Written task => How many lines in the entries below contain the string "camouflage"? Reply with the number alone.

==========

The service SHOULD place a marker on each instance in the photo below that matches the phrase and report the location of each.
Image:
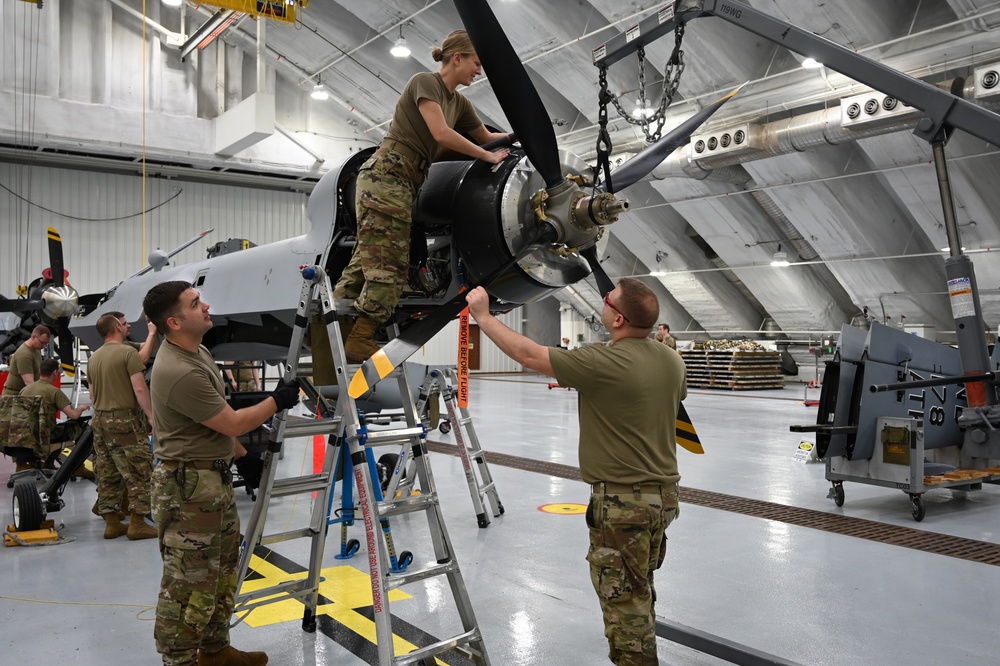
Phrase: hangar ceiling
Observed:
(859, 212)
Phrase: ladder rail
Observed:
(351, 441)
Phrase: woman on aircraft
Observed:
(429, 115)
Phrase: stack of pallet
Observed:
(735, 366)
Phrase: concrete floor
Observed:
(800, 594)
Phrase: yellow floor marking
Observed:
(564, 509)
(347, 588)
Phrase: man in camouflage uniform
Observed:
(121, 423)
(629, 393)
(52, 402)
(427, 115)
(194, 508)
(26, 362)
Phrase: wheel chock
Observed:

==========

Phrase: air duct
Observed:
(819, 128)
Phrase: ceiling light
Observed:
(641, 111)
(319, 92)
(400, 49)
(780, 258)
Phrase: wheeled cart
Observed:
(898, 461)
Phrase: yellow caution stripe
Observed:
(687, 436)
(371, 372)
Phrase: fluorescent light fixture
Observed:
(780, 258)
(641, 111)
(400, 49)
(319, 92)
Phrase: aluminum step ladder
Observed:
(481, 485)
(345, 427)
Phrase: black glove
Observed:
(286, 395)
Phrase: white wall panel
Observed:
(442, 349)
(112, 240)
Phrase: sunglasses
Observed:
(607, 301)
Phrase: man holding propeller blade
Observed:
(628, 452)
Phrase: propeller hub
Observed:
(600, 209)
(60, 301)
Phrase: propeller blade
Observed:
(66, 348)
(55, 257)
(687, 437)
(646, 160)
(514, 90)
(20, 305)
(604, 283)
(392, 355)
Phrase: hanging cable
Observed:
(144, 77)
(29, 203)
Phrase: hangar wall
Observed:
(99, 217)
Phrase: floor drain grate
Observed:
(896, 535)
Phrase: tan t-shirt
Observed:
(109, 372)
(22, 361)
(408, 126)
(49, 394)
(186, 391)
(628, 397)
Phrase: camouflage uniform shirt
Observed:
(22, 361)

==========

Exercise response => 2